- [Passage shown]:
★ ★ ★

This is disgusting, I know. But do not tell me that you don't do the same thing, that your mind goes dark. I'm talking gruesome scary horror movie, dark, like in a nanosecond. Here's the thing. I know that this is a terrible thing to do. I know that this causes me pain. I bet you do it, too. I know you do, in fact, because I've seen the DMs that you write to me, whether it's you are worried about your money, and you're constantly worried about something bad happening with your money, or getting fired, or forgetting about something for your kids. And that's where your brain is constantly settling. And here's what we're going to do today, because we're all guilty of this. There is so much research around the fact that worry is so painful in your life. Worry is a habit. This is a really, really bad spiral to get into. It causes you a lot of pain. It causes you a lot of stress. It can certainly bring on anxiety. And if you already struggle with a little bit of anxiety, it can make it a lot worse. It doesn't help with your confidence.

[00:25:35]

And one out of three people, according to research, struggle with constant worrying. And so what I want to share with you today is a six-word sentence that I use all the time in these moments when I catch my mind spiraling. And it really helps, and it It really helps me because it stops that freight train of bad and negative and catastrophic thoughts. Here's the six words. You ready? This is what I say to myself, What if it all works out? As I'm standing this morning in my underwear, I don't even have a bra on this morning, and I've already visualized my daughter falling to her death off of cliff in the middle of nowhere in Australia. I'm brushing my teeth, and I'm starting to notice my anxiety rising. It's 6:15 in the morning here, and I have inflicted self-torture on myself before I've had a glass of water or a cup of coffee. This is completely unnecessary. And I catch myself. And this is what I want to teach you to do, because you need to start catching yourself. I think you and I can agree that we can't control anything that's happening outside of us, right?

[00:27:06]

But we can certainly control our reaction to it. I'm standing there in my underwear. I'm visualizing my daughter's death or the fact that she's been kidnapped and adducted. I notice the stress rise, and I say to myself, Mel, what if it all works out? What if it all works out? I mean, you can't argue with that, right? What if it all works out? Because in this moment where you're worried about getting fired, or you're worried about forgetting something for your kids, or you're worried about what will happen if the people that you love the most are going to die before you can say goodbye, or this one happens for me a lot. I'll be sitting on a plane and it's taking off, and I suddenly spiral and think, If this plane crashes, I'm not going to see my daughter's wedding. I'm not going to meet my grandkids. I'm not going to get to do all this stuff that What do I really want to do in my life. In that moment where I'm in the negative, What if this? What if that? What if the other thing? And I feel the pain rising, and I feel the stress rising, and I feel the self-inflicted torture coming on, I simply drop in those six words, What if it all works out?

★ ★ ★

- [Problem]:
Continue the talk about worry and the six words "What if it all works out?" after its final sentence.

★ ★ ★

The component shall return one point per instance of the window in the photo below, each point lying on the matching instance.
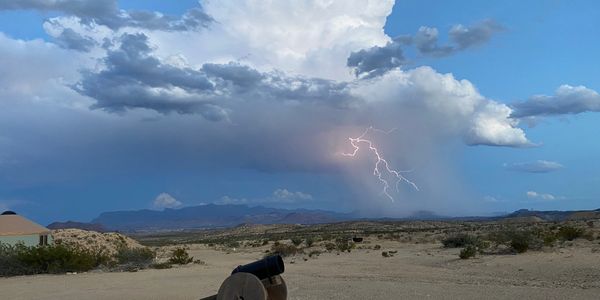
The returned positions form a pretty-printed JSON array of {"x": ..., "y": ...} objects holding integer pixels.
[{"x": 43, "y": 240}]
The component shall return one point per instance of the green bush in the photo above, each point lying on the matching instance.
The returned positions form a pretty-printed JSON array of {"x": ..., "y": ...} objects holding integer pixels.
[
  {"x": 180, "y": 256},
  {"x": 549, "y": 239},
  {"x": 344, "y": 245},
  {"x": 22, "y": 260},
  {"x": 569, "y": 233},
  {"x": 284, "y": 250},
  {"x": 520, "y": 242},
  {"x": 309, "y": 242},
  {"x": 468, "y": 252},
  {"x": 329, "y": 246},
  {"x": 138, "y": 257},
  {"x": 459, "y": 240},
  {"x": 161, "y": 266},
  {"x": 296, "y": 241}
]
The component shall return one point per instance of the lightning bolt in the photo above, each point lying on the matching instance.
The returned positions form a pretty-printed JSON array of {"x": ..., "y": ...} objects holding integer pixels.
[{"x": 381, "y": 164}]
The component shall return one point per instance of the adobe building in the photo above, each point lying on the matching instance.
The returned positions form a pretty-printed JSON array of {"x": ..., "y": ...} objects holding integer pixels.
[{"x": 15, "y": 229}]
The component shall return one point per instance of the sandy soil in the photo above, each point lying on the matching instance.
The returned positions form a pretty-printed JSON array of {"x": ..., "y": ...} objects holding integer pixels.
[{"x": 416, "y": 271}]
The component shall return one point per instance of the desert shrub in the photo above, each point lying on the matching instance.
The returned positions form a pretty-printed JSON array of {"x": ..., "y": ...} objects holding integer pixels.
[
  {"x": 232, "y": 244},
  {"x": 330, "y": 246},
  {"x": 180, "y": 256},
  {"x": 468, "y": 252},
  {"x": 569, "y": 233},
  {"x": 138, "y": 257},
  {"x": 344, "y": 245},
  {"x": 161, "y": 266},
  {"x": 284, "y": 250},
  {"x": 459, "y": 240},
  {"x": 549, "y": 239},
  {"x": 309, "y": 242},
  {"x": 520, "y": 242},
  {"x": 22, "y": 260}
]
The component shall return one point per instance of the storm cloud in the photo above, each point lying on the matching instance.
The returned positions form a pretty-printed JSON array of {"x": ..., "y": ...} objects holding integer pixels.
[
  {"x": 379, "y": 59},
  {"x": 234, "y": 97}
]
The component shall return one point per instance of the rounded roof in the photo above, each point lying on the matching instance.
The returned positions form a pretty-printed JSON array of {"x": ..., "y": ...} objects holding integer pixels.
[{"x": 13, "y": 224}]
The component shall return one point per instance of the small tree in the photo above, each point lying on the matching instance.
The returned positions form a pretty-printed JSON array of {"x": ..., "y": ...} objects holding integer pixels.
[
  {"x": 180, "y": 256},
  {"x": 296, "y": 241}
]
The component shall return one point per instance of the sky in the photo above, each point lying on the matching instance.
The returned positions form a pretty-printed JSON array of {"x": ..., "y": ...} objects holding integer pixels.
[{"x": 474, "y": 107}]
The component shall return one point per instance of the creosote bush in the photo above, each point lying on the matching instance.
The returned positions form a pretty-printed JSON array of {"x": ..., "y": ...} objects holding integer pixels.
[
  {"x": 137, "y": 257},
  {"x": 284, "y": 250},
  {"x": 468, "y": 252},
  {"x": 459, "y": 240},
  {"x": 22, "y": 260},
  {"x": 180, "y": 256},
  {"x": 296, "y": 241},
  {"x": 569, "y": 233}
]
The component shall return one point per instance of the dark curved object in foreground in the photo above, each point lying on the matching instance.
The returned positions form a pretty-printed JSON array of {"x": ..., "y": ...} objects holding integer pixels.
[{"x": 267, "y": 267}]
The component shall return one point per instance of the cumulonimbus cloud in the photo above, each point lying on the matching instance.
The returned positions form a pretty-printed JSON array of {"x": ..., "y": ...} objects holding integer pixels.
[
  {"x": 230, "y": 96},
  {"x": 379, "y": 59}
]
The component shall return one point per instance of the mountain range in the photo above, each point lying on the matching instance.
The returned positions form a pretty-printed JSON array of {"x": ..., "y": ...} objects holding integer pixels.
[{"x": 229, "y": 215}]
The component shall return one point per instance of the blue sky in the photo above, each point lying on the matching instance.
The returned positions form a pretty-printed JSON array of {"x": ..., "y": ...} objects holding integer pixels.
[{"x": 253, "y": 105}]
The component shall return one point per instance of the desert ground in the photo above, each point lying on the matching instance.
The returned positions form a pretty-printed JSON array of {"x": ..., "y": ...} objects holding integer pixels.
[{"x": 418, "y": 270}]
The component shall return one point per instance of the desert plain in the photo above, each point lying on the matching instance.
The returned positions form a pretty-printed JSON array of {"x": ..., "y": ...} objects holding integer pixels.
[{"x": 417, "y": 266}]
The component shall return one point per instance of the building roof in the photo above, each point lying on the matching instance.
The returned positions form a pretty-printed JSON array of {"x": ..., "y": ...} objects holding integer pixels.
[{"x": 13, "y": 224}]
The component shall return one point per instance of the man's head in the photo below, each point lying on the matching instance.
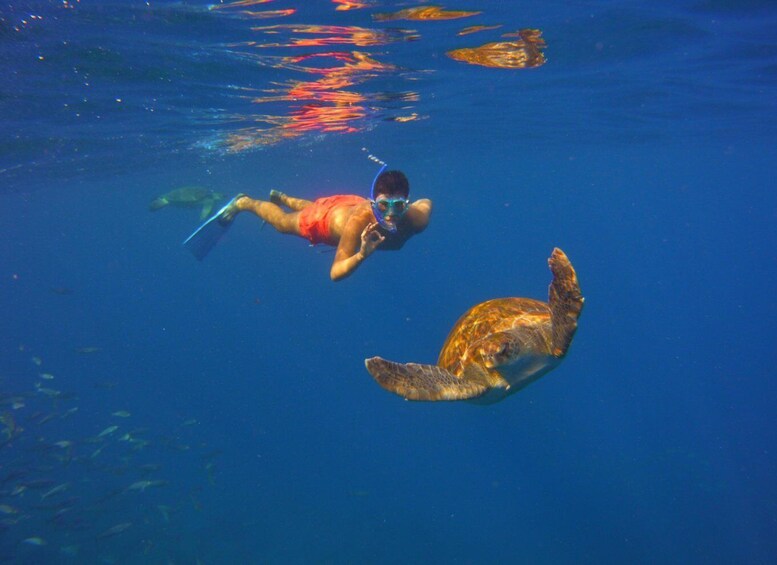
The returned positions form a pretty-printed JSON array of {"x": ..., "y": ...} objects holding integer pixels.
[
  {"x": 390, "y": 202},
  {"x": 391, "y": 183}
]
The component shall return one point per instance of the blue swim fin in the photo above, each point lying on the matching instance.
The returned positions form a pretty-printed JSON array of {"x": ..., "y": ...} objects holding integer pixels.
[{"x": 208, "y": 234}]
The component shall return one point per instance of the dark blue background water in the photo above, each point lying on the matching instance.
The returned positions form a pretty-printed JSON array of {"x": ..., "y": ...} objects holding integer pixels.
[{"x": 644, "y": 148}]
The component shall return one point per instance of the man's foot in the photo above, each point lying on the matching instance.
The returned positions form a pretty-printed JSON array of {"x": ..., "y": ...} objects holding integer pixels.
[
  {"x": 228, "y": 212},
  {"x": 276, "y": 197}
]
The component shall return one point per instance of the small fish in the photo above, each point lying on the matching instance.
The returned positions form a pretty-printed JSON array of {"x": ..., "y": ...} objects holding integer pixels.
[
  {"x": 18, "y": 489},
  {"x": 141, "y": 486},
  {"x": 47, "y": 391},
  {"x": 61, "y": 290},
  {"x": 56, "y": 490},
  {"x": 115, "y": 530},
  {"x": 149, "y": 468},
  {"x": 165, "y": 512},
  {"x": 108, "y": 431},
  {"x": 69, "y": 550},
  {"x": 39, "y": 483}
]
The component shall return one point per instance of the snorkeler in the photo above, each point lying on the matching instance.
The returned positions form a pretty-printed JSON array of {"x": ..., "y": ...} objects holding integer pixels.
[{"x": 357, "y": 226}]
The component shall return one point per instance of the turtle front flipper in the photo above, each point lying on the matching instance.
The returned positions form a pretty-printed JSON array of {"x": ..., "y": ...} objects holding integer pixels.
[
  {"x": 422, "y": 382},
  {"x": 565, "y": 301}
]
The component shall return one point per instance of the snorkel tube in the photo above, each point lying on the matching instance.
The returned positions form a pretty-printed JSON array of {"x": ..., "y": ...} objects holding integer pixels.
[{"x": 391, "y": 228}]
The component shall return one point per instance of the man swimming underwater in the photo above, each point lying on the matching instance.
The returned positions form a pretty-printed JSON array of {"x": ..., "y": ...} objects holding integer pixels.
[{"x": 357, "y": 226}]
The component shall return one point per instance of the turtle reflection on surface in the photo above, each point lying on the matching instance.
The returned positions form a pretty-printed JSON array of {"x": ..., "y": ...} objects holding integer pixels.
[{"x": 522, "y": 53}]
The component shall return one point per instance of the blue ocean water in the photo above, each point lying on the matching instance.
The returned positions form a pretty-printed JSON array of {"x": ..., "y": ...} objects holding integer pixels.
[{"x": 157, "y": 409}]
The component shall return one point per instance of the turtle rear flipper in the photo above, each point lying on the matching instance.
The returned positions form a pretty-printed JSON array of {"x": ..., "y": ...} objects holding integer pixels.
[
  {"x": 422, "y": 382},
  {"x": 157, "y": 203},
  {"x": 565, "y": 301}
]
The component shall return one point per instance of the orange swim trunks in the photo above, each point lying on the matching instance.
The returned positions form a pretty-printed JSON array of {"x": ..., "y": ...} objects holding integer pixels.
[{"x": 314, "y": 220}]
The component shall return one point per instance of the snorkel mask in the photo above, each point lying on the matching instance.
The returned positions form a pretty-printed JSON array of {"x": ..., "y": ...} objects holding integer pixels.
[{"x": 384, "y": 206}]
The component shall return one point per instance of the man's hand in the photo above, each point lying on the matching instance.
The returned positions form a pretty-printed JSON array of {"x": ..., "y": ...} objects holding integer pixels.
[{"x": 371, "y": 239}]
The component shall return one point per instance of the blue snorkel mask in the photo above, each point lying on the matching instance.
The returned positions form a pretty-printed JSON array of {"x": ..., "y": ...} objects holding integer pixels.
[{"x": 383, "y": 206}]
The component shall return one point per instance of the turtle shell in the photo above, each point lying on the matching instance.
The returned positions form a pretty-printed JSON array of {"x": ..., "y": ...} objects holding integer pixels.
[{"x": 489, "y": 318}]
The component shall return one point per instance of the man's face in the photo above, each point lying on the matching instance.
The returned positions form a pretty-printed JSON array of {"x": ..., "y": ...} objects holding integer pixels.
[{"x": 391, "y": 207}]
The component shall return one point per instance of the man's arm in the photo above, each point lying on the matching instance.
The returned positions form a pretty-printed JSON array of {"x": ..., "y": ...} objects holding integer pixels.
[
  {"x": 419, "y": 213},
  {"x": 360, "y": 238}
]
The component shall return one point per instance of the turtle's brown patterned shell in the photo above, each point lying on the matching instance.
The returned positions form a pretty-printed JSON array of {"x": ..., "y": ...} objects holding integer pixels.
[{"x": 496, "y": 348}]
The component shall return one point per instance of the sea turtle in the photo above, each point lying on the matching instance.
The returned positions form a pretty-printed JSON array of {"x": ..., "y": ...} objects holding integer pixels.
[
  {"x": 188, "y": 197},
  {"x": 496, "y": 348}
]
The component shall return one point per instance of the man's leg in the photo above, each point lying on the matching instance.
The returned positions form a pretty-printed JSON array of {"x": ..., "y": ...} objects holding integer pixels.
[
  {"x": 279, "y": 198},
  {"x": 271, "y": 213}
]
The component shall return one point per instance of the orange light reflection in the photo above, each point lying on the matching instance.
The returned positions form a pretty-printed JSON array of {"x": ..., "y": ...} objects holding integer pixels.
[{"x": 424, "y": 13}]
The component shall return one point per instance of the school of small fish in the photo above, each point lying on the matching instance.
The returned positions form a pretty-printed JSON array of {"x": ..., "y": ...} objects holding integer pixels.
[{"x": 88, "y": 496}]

★ ★ ★

- [Answer to the problem]:
[00:28:16]

And here's what happens. It stops the spiral. That's the first thing that happens. What if it all works out? You just hit the brakes on the locomotive of worry. The second thing that happens is because it's a question, What if it all works out? You actually pause for a second and consider it. And what you realize when you stop for a second and you pause and you consider, What if it all works out? Is You don't actually know what's going to happen, do you? You're just choosing to make yourself believe that something terrible has already happened. But the truth is, in this moment, you don't know. And so it is a fact, a logical fact, that it could all work out. And in fact, based on the research, this is amazing. I want to throw some research at you. Let me find this. You can hear me flip through my papers because there's a lot of really interesting stuff. There is a study at Penn State where they looked at chronic worrying. And the average person has three to four major worries a day. Okay, what if I get fired? What if What if I'm not happy?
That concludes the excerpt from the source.